[Entries from a pointing dataset]

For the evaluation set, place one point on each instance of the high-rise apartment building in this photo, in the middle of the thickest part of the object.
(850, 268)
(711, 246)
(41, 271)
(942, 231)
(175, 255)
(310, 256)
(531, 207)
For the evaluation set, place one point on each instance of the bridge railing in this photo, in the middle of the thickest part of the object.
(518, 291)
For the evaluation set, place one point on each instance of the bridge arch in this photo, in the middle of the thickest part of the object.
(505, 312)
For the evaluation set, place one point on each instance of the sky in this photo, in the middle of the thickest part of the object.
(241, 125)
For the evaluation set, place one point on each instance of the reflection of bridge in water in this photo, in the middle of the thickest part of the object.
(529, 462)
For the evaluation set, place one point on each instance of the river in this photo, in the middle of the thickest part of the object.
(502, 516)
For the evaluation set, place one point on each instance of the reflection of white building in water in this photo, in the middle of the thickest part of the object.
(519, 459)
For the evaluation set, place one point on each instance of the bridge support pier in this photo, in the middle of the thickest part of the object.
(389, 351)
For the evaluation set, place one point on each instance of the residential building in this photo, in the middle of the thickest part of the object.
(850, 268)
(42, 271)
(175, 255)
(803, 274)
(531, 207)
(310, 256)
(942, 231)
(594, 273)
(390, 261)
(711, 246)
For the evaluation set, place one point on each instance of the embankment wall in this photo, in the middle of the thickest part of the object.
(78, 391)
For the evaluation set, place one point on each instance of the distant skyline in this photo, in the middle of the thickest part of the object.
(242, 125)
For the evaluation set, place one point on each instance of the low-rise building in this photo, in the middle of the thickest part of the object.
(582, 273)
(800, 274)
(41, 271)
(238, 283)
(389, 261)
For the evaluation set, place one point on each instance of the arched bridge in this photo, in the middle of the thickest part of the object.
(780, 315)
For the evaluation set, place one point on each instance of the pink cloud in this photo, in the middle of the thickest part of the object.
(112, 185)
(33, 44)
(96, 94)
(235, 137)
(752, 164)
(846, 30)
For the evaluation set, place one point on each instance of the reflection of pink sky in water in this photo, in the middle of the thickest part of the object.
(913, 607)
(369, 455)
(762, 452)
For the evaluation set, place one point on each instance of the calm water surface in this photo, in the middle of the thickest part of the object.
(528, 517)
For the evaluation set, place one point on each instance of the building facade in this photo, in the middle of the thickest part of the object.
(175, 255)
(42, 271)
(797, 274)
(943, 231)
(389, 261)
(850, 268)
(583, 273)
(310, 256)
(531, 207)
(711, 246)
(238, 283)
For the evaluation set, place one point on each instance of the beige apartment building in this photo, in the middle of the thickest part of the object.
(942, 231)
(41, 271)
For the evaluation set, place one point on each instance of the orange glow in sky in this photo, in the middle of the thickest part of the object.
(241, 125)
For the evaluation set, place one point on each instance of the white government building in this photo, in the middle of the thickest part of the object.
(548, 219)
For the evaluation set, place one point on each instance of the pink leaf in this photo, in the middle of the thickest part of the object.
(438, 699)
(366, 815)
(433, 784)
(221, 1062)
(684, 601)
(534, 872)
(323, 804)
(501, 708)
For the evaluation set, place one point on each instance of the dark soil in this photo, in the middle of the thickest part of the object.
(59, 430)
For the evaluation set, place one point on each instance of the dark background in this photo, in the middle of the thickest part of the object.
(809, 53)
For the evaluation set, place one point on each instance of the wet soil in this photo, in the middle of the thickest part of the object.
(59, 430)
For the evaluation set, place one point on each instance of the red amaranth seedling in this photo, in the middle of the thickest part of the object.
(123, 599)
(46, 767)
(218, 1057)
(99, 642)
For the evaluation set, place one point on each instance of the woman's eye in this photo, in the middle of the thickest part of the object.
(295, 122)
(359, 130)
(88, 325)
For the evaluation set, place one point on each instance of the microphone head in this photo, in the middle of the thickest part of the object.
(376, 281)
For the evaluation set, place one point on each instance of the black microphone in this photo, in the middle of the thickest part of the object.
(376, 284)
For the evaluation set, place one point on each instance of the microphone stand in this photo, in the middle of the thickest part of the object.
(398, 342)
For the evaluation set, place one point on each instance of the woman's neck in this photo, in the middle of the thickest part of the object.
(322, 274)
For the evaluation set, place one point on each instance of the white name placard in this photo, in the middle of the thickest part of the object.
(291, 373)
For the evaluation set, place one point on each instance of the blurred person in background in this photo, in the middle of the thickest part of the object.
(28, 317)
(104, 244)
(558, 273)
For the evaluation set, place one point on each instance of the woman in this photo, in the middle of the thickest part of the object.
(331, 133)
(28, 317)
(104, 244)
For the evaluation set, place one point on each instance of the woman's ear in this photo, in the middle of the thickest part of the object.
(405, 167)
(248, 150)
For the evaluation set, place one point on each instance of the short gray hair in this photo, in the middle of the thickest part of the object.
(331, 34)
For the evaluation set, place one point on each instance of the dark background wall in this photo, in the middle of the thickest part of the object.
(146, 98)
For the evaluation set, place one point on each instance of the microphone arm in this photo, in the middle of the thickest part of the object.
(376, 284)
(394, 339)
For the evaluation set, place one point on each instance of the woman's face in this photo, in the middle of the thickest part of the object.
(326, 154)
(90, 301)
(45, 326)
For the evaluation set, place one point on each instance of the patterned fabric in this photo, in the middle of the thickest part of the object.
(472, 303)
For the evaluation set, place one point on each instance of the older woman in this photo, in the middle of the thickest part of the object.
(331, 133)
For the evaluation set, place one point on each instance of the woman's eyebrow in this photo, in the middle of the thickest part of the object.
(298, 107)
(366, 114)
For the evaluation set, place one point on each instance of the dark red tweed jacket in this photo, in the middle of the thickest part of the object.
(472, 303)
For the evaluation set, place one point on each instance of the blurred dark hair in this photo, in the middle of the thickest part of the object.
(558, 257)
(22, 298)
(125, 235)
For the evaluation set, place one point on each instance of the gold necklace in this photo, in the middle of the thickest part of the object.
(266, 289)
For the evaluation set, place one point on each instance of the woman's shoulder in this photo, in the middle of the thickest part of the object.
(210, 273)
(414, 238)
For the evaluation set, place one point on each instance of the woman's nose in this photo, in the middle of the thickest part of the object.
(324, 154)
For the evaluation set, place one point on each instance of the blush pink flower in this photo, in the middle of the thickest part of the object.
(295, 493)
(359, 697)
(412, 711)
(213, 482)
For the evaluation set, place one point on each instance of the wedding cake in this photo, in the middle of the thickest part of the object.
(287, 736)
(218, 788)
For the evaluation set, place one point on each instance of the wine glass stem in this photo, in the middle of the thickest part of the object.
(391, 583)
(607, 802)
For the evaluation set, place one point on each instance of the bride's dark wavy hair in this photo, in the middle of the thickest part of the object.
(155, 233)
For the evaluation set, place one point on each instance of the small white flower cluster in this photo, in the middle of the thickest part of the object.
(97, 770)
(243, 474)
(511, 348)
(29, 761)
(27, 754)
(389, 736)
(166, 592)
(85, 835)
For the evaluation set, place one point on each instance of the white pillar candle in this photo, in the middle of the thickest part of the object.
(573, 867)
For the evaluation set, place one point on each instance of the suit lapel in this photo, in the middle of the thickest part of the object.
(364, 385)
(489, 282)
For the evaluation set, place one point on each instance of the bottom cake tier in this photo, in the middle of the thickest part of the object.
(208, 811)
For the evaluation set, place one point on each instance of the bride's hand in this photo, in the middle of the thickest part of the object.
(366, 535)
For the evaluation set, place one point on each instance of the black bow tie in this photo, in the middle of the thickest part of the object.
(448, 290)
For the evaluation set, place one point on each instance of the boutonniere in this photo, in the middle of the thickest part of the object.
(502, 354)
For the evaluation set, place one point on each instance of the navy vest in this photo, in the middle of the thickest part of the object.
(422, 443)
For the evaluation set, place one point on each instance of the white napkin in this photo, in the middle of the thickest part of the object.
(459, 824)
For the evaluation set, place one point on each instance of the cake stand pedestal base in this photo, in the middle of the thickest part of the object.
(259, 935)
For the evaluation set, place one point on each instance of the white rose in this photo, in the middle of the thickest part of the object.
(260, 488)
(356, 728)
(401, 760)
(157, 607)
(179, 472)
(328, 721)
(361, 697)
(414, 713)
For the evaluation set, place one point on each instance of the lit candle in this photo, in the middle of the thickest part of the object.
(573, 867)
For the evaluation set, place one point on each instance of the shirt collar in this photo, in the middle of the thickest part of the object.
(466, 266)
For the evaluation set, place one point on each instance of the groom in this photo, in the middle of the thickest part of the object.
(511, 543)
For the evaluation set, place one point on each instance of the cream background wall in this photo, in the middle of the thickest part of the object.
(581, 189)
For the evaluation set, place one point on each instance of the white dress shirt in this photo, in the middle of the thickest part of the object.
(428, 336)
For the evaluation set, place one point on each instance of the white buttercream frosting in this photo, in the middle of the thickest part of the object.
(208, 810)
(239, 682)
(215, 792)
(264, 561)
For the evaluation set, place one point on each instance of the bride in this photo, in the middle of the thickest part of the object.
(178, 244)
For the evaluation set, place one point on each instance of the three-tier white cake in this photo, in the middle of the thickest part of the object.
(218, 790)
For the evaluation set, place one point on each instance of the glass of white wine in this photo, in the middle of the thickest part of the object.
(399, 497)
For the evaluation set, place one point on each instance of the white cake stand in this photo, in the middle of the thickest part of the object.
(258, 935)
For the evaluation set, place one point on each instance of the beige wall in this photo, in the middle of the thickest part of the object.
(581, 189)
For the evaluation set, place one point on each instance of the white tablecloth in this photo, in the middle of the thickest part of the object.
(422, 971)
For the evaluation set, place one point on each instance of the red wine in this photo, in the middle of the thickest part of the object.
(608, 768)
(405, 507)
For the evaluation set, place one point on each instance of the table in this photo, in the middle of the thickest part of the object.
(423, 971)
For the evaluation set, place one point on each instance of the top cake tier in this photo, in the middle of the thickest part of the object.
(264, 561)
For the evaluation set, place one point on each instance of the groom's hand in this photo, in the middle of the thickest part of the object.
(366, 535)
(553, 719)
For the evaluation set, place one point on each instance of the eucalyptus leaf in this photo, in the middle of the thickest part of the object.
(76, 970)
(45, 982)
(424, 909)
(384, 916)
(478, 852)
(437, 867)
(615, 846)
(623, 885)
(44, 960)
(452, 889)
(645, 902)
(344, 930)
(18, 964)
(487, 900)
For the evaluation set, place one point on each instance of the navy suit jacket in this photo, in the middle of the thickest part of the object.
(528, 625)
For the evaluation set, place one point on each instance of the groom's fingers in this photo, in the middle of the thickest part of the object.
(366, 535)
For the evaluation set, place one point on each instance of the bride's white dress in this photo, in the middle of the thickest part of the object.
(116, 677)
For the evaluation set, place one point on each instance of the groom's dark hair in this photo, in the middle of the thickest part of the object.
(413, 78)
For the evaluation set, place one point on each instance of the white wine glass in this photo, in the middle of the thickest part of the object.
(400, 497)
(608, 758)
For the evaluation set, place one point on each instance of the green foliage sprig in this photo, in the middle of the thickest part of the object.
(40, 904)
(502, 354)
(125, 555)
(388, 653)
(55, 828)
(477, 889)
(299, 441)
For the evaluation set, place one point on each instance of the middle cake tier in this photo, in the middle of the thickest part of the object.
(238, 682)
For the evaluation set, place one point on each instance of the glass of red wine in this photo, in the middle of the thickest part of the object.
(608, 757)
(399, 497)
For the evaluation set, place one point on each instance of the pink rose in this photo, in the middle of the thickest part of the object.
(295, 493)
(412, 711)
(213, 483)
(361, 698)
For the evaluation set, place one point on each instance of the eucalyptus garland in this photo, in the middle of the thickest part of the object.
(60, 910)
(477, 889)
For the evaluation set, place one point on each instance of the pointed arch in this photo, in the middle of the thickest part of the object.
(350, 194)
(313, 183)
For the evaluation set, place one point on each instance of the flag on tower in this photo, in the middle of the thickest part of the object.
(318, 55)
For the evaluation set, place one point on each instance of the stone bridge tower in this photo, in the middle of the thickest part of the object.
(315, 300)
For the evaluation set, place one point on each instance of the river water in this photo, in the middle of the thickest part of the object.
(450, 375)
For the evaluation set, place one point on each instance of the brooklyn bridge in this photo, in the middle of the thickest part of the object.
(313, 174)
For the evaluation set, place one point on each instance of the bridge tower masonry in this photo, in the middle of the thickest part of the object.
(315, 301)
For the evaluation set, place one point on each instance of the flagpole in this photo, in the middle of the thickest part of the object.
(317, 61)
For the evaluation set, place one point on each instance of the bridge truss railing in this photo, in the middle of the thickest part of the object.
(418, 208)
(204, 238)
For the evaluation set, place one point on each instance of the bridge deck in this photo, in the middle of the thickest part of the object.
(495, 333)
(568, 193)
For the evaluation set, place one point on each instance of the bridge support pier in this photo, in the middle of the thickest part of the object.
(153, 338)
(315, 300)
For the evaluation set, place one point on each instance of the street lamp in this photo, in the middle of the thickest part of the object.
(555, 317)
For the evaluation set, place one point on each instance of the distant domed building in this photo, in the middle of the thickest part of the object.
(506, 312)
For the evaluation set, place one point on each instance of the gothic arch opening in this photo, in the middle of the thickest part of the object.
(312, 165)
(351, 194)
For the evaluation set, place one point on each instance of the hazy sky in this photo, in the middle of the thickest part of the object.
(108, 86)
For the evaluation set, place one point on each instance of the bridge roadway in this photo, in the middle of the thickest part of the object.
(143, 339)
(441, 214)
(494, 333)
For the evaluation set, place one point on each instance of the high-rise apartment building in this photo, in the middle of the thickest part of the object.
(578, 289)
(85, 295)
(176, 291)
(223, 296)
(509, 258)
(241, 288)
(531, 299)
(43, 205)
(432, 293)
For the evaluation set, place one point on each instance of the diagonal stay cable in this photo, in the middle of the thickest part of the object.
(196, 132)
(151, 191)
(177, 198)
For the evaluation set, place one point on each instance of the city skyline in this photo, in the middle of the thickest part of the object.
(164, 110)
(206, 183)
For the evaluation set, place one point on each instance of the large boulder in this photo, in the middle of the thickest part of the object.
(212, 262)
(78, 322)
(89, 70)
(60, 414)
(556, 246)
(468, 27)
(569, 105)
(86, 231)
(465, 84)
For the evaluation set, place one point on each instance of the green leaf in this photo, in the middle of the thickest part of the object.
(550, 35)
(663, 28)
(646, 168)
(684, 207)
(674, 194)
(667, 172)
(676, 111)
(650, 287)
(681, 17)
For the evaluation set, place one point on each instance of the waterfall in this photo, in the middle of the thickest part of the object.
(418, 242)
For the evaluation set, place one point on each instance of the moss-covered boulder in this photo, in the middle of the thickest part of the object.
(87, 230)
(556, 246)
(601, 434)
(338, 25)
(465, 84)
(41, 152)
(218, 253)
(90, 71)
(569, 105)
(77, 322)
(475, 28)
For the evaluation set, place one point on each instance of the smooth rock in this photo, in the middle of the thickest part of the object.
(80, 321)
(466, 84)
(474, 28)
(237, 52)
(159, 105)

### Aim
Output the stretch of the records from the line containing "of the smooth" through the end as a Markdown table with the columns Row and Line, numbering each line and omitting blank lines.

### Exercise solution
| Row | Line |
|---|---|
| 1 | For the evaluation set, place one point on each instance of the smooth rock in this photo, in the middle of the thickest part of the object. |
| 2 | (80, 321) |
| 3 | (466, 84) |
| 4 | (474, 28) |
| 5 | (237, 52) |
| 6 | (159, 105) |